_Filas de un conjunto de datos_.
==================================================
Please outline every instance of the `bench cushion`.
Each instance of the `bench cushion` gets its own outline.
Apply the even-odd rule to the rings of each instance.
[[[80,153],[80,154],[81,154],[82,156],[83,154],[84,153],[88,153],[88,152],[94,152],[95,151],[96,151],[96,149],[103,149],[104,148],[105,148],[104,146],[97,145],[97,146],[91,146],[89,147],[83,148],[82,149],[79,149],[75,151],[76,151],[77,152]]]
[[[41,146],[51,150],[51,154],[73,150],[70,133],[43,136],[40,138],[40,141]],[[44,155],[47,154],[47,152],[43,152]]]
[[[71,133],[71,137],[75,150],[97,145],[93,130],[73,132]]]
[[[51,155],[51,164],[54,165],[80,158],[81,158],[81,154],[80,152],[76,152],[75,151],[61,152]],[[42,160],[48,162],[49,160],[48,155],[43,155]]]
==================================================
Cambia "bench cushion" por "chair cushion" en las líneas de todos los ítems de arriba y reproduce el resto sin ningún cambio.

_Resultado_.
Please outline every instance of the `chair cushion`.
Each instance of the `chair cushion` gets its own outline.
Apply the even-odd rule to the rings of each instance.
[[[80,153],[80,154],[81,154],[82,156],[83,154],[84,153],[88,153],[88,152],[94,152],[95,151],[96,151],[96,149],[103,149],[104,148],[105,148],[104,146],[97,145],[97,146],[91,146],[89,147],[83,148],[82,149],[79,149],[75,151],[76,151],[77,152]]]
[[[41,146],[51,150],[51,154],[73,150],[70,133],[43,136],[40,138],[40,141]],[[44,155],[47,154],[47,152],[43,152]]]
[[[71,133],[71,137],[75,150],[97,145],[93,130],[73,132]]]
[[[51,155],[51,164],[54,165],[80,158],[81,158],[81,154],[80,152],[76,152],[75,151],[61,152]],[[42,160],[48,162],[49,160],[48,155],[43,155]]]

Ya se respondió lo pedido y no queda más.